> _PROVIDED INFORMATION_:
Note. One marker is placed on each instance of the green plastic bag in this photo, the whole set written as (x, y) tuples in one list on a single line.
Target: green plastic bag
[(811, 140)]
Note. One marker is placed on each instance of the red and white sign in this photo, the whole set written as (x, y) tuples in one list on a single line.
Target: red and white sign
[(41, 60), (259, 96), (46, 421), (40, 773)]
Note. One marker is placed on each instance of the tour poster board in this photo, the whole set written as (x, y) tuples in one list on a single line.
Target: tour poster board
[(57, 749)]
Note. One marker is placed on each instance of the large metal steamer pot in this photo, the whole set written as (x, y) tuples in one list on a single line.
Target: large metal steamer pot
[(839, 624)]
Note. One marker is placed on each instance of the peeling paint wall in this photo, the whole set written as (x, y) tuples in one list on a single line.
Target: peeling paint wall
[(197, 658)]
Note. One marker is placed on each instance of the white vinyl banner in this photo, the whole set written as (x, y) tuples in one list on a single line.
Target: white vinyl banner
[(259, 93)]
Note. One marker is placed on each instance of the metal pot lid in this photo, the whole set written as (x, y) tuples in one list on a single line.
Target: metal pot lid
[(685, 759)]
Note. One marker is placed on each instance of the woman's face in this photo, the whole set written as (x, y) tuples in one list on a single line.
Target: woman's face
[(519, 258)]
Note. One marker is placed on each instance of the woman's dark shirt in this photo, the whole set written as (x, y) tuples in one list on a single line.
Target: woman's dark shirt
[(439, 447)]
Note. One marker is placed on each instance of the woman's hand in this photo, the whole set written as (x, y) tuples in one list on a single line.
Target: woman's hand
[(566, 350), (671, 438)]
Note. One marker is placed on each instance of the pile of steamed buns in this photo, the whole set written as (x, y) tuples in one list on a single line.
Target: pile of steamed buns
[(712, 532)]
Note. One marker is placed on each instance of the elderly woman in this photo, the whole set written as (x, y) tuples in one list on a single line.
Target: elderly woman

> _WORK INSTRUCTIONS_: This exercise requires an exact copy of all the records.

> _ANSWER_:
Note. One marker is placed on each instance of the green plastic bag in this photo, the whole set written as (x, y) tuples in one list on a single line.
Target: green plastic bag
[(811, 140)]
Note. One marker is placed on each instance of the red and white sign in this photo, the whole set written as (x, y) tuples in one list on a single line.
Target: red and white sign
[(41, 60), (259, 96), (46, 421), (40, 773)]
Note. One marker is placed on each instance of the tour poster board in this photo, the whole set written as (x, y) tuples in one list on a single line.
Target: tour poster board
[(57, 749)]
Note. One marker is placed on each instance of the large metal steamer pot in this photo, the whole set written as (x, y) tuples in one list on a single line.
Target: large metal steamer pot
[(839, 624)]
Note. One marker is placed on each instance of the peeling paint wall in this photo, the whole set written as (x, y) tuples in one list on a single line.
Target: peeling paint wall
[(197, 658)]
Note. One marker is placed on each instance of the white vinyl banner in this photo, the whole set written as (x, y) tuples in one list on a single line.
Target: white vinyl banner
[(259, 93)]
Note. One marker is placed on each instance of the metal pot lid in this photo, the whole set written as (x, y) tuples in one list on a single line.
Target: metal pot lid
[(685, 759)]
Note. One marker is placed on each instance of the woman's face in this photo, the whole set written as (x, y) tuples in one list on a single line.
Target: woman's face
[(519, 258)]
Note. One marker is placed on each instance of the woman's dark shirt in this photo, the whole set written as (x, y) tuples in one list on a single line.
Target: woman's dark shirt
[(439, 447)]
Note. One marker is placed on each instance of the woman's hand in this photo, the whole set written as (x, y) tuples in one list on a single line.
Target: woman's hand
[(566, 350), (671, 438)]
Note. One marker is placed on each instance of the pile of steamed buns in this photo, the whole set written as (x, y) tuples in one list on a single line.
Target: pile of steamed buns
[(712, 532)]
Note. One marker is placed on each instance of the elderly woman in this photo, the whole set written as (x, y) tuples in one list on a single line.
Target: elderly woman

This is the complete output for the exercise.